◆ Tarefa a realizar:
Responda às perguntas com base no trecho sobre a educação especial inclusiva.
1. De que carece a criação da Rede Nacional de Educação Especial Inclusiva?
2. Em que os municípios com maior capacidade de arrecadação poderão, a princípio, investir?
3. A pressões contrárias a qual abordagem, citada pela sigla, o decreto cede?

◆ Trecho:
Além disso, a criação da Rede Nacional de Educação Especial Inclusiva carece de critérios claros de cofinanciamento e de mecanismos de avaliação. Cada rede de ensino terá que, no popular, “fazer o que puder”, o que tende a acentuar as desigualdades regionais. Enquanto municípios com maior capacidade de arrecadação poderão, a princípio, investir em tecnologia assistiva e formação continuada, as redes mais pobres dependerão de treinamentos genéricos e precários (se e quando houver).

Outro aspecto preocupante é o distanciamento de políticas educacionais baseadas em evidências científicas. Ao ceder a pressões ideológicas contrárias à ABA e a outras abordagens consolidadas e implementadas por especialistas da terapia ocupacional e a fonoaudiologia, o decreto se afasta de práticas eficazes, fragilizando a formação dos professores e o desenvolvimento dos estudantes em detrimento de uma educação baseada em pressupostos de cunho ideológico e pseudocientíficos. Essa escolha reforça um movimento político de deslegitimação da ciência, o que é especialmente perigoso em uma área tão sensível quanto a educação inclusiva. Nos últimos anos, o Brasil sentiu na pele o que os discursos de anticiência causaram (que o digam as campanhas de vacinação).

◆ Dados de origem:
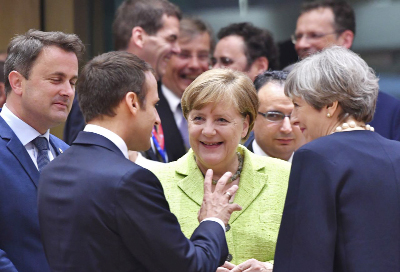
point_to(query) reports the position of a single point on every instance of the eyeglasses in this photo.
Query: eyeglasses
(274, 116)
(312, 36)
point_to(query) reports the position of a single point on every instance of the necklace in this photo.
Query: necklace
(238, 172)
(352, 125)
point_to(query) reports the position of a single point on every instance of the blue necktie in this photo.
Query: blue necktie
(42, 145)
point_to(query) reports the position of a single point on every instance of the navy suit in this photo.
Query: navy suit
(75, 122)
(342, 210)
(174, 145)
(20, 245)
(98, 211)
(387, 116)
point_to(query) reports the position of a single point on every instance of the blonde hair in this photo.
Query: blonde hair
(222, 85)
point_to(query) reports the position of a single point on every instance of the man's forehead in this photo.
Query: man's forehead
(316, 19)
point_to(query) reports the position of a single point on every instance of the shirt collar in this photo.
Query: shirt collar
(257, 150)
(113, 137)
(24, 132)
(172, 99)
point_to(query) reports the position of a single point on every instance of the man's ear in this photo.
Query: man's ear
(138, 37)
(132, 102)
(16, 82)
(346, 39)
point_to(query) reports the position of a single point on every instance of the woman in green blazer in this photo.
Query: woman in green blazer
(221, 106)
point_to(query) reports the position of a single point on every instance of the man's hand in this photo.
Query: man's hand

◆ Solução proposta:
1. De critérios claros de cofinanciamento e de mecanismos de avaliação.
2. Em tecnologia assistiva e formação continuada.
3. À ABA.